Source extract
Can you please follow the instructions? 

I didn't ask you to check for updates yet. Just asked if the actions (re-regester the missing services in Safe mode) completed successfully.


----------



## gamerdan44 (Oct 1, 2020)

DR.M said:


> Can you please follow the instructions?
> 
> I didn't ask you to check for updates yet. Just asked if the actions (re-regester the missing services in Safe mode) completed successfully.


as i said i did follow the instructions so how will i know if it re-regester the missing services


----------



## DR.M (Sep 4, 2019)

If you got a message that they were successfully got into the registry, then they were successfully got into the registry. If you got an error message then they didn't.

If the former was the case,

Run the FSS tool as you did before.
Right click on the tool icon and *run it as administrator.*
Make sure *all the options* are checked.
Click on the *Scan *button.
It will create a log (*FSS.txt*) on your Desktop.
*Copy and paste* the log's content to your next reply.


----------



## gamerdan44 (Oct 1, 2020)

Data
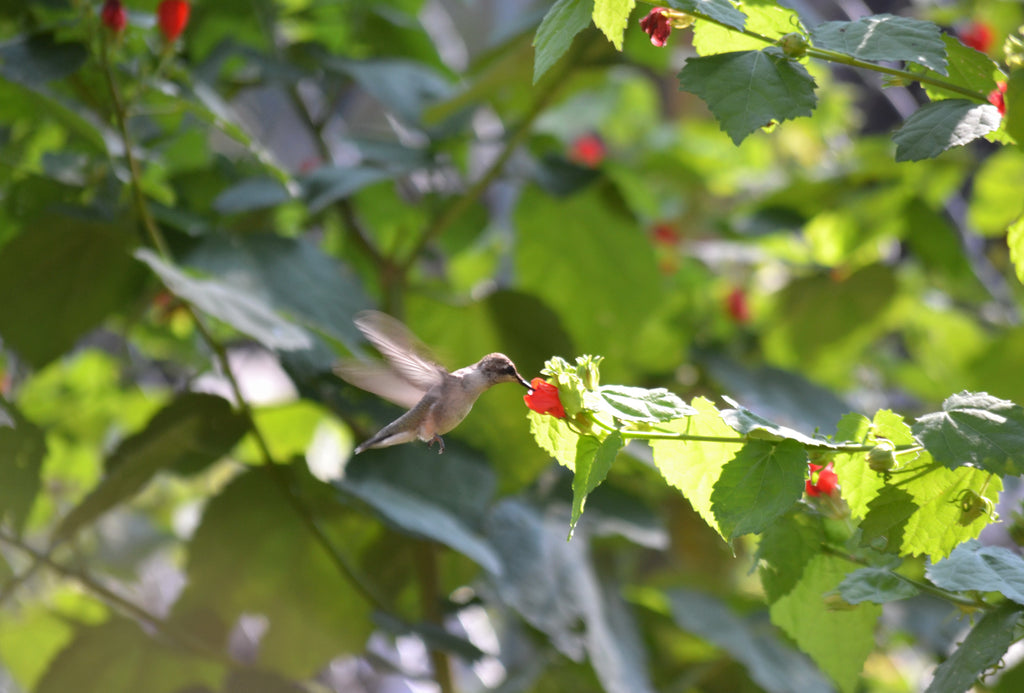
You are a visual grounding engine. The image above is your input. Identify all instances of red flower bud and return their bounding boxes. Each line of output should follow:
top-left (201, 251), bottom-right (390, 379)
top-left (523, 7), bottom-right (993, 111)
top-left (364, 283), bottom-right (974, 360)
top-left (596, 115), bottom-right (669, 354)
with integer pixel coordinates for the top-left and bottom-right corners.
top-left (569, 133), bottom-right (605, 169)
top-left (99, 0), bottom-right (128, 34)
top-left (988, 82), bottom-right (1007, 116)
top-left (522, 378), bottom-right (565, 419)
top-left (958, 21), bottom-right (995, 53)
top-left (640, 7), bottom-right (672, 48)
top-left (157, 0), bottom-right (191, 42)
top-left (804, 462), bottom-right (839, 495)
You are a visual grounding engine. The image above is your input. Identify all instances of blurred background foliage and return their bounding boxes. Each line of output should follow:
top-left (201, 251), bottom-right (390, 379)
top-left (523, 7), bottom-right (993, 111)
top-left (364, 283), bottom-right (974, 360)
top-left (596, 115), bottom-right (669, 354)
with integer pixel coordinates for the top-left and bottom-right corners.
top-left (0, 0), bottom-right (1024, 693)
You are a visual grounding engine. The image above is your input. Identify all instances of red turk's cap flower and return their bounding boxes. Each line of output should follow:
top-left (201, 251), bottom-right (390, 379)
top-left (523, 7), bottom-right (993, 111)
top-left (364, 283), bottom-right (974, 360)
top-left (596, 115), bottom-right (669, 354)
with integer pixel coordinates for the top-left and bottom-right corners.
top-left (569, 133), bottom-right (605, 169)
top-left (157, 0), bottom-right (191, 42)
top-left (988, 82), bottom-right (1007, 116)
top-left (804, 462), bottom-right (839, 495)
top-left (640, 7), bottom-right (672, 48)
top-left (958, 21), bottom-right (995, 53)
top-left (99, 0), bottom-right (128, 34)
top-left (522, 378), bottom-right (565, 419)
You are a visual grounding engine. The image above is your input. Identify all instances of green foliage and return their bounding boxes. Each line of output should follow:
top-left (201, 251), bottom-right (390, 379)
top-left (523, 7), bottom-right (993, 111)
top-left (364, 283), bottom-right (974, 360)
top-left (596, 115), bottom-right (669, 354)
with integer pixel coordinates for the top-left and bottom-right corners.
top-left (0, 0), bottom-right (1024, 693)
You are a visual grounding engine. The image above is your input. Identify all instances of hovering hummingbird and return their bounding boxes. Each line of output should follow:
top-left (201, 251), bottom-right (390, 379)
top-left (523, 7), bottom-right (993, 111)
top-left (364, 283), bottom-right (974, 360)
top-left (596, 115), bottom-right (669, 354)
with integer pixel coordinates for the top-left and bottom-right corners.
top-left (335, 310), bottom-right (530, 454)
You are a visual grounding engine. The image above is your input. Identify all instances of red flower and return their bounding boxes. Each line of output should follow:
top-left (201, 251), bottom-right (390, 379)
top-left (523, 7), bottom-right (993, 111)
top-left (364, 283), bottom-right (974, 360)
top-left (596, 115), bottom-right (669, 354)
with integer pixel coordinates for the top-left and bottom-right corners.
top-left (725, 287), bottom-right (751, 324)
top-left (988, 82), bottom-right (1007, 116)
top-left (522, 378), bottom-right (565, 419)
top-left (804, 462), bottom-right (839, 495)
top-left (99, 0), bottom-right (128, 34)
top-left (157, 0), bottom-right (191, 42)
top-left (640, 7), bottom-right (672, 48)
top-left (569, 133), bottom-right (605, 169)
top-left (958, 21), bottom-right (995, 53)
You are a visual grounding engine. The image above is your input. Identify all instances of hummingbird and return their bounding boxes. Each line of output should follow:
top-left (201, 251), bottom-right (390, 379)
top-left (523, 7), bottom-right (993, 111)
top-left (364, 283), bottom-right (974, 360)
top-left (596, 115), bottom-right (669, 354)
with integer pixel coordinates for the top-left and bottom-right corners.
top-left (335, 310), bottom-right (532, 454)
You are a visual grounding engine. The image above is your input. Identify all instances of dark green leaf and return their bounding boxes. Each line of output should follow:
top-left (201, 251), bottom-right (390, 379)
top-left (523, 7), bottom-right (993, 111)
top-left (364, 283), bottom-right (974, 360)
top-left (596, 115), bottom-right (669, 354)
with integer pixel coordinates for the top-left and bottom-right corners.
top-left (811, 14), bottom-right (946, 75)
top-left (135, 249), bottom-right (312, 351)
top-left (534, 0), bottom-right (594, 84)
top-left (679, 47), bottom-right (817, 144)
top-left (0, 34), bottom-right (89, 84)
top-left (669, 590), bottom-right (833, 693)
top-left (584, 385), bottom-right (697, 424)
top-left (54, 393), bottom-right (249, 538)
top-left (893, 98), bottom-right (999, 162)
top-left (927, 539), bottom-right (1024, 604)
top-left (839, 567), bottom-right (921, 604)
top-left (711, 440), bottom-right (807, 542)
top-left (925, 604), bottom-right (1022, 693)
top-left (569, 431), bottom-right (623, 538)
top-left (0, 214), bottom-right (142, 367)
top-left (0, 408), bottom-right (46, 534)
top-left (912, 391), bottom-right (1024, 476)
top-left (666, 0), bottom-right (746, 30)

Work task
Replace "tool" with "utility" in the forum thread between "Run the FSS" and "on your Desktop.", inclusive, and write out that stretch.

Result for this exercise
Run the FSS utility as you did before.
Right click on the utility icon and *run it as administrator.*
Make sure *all the options* are checked.
Click on the *Scan *button.
It will create a log (*FSS.txt*) on your Desktop.